Questions
**A.** In the social media interview, what minimum PowerPoint font size does NC say works well for the final tweeted image?
**B.** Please write the next part of the social media interview, picking up after its final sentence.

Absolutely! Any other suggestions for social media newbies?

NC: Apart from following experts, I would also suggest attending a live workshop in your local area on at least one SM platform of interest. For me, it was very reassuring to learn during (or after) the main presentations that others had similar questions to get off the ground, or that even those with significant experience had more advanced questions that allowed me to take a test-drive on the road ahead.

That’s a super point Nora. I know from my own experience way back when I started I was afraid to ask many questions for fear of appearing stupid. I thought everyone who was using social media had it sussed. It’s easy to forget that we all had to start from scratch at some stage.  Any other tips to share?

NC: To look at a few simple mechanical tips (for Twitter), I would suggest the following:

  • Aim to include a graphic or video with as many tweets as possible.
    • A super-easy way to begin is with an image from a Google search (or other source of free stock photos, as recommended by @JBBC), and then copy this image into Powerpoint by creating a single slide in ppt format. Then, convert/save this to jpeg format to post on Twitter. This allows you to add eye-catching borders, which you can customize to create a signature look for your brand. Even better, Powerpoint allows you to insert additional text (in a text box), so you can extend your message well beyond 280 characters. A font size of at least 24 (in ppt) seems to work well for the final tweeted image, e.g. as viewed on a mobile phone.
  • In cases where you would normally send out a quick RT, consider the option to “RT with comment”, which allows you to add your opinion, set the tweet into context for your specific audience, and/or send it directly to another follower (so they receive a notification) by inserting their Twitter handle.
    • In your own comment, avoid repeating the same headline or text from the original tweet, but insert new wording to add relevant detail. In this way, you can provide further ‘bait’ for followers to open and read the original tweet, and to understand your take on the story.
    • If urls are included in the original tweet, I like to open the link(s) to read the full story, and potentially get a quote. Where possible, I try to directly acknowledge the relevant expert (or author and/or publisher) by looking up their Twitter handles (using the Twitter search function), so I would end up with some of the following pieces in the comment for the RT: “text text text @expert @author @publisher @organization #hashtag #hashtag”. This allows these folks to see that you are promoting your work, so they are much more likely to engage with your subsequent content in terms of follows/likes/RTs.

(Image-grounded pointing data)

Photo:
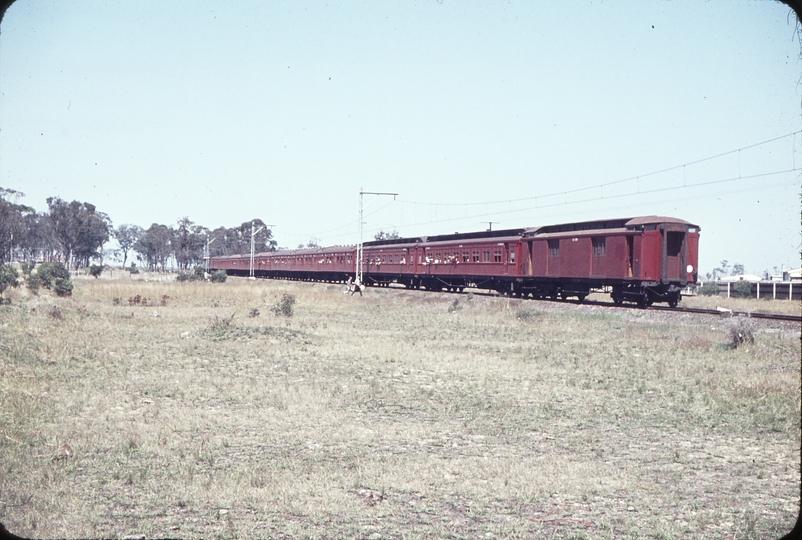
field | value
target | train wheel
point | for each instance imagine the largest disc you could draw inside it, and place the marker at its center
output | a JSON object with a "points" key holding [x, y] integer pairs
{"points": [[673, 301]]}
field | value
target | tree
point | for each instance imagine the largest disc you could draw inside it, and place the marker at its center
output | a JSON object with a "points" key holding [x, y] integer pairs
{"points": [[11, 222], [382, 235], [156, 246], [189, 242], [79, 228], [127, 236]]}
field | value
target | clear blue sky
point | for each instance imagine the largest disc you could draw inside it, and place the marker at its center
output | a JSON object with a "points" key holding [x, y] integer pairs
{"points": [[228, 111]]}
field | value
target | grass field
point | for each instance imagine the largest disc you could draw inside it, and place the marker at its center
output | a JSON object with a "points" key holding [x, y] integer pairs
{"points": [[394, 415]]}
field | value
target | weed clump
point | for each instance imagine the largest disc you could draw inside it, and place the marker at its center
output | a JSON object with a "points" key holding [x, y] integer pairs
{"points": [[96, 269], [55, 312], [525, 314], [708, 289], [742, 332], [285, 306], [219, 276], [55, 277], [8, 277], [137, 300], [33, 282]]}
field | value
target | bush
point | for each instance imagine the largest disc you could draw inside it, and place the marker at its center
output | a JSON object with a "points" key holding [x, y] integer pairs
{"points": [[96, 269], [62, 287], [33, 282], [742, 332], [285, 306], [8, 277], [741, 289], [708, 289], [50, 271]]}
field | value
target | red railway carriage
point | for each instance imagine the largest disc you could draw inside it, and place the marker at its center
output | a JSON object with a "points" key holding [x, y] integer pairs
{"points": [[643, 259]]}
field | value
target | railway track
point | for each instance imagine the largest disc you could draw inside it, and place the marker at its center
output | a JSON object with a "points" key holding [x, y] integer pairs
{"points": [[721, 312]]}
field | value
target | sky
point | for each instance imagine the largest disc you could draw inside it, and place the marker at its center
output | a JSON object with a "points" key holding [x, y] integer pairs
{"points": [[477, 114]]}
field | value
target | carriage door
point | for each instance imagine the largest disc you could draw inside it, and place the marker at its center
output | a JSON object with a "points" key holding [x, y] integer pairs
{"points": [[674, 269], [529, 257]]}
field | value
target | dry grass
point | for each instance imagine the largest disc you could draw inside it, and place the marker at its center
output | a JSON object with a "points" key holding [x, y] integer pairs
{"points": [[397, 414]]}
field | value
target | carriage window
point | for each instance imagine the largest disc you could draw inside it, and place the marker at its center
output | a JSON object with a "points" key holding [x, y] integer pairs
{"points": [[599, 247], [554, 248], [674, 244]]}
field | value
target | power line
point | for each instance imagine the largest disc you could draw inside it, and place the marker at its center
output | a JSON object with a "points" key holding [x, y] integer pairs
{"points": [[565, 194], [615, 182]]}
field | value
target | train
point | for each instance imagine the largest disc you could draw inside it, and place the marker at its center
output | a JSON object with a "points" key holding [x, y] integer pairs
{"points": [[639, 260]]}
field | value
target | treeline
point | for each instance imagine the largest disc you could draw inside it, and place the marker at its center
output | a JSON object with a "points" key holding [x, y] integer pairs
{"points": [[75, 233]]}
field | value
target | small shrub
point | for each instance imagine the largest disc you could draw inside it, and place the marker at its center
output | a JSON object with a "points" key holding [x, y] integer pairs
{"points": [[219, 323], [49, 272], [62, 287], [526, 314], [33, 282], [285, 306], [138, 300], [708, 289], [742, 332], [741, 289], [96, 269], [8, 277]]}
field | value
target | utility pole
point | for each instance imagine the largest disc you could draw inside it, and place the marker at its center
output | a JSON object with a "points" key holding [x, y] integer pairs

Results
**A.** A font size of at least 24.

**B.**
  • To save characters in your tweet (i.e. to claim more ‘real estate’ for critical text/hashtags/handles), be sure to use or some other URL shortener to condense URL links.

This has been a fascinating interview – I’ve even learned a thing or two from you! So I like to finish these interviews by asking folks to share a favourite quote. Do you have one you’d like to share with us?

NC: In my case, I’ve made very gradual progress with SM over the past few years, with lots of upside potential still ahead. So the following quotes really resonate with me, particularly since trial-and-error can be the best teacher, and since the goal of ‘conquering’ SM continues to be a moving target. Also, it’s fascinating that while these quotes were penned long ago, they are still remarkably applicable in our modern-day digital world!

The secret of getting ahead is getting started. (Samuel Clemens, better known as Mark Twain, born 1835)

You don’t have to have it all figured out to move forward. Just take your next step. (Unknown)

The expert in anything was once a beginner. (Helen Hayes, Actress, born 1900)

And for final inspiration, if I may, here’s one last quote that popped up on Twitter as I’ve been wrapping up my thoughts – must have been Karma!

If you never stop LEARNING you’ll never stop EARNING. (tweeted by @jerryacuff Jan. 19, 2019.

That’s a perfect quote to end our interview on – in social media we never stop learning and that’s what I find most rewarding about working in this space. Thanks so much Nora for sharing your insight with us – this has been a super interview.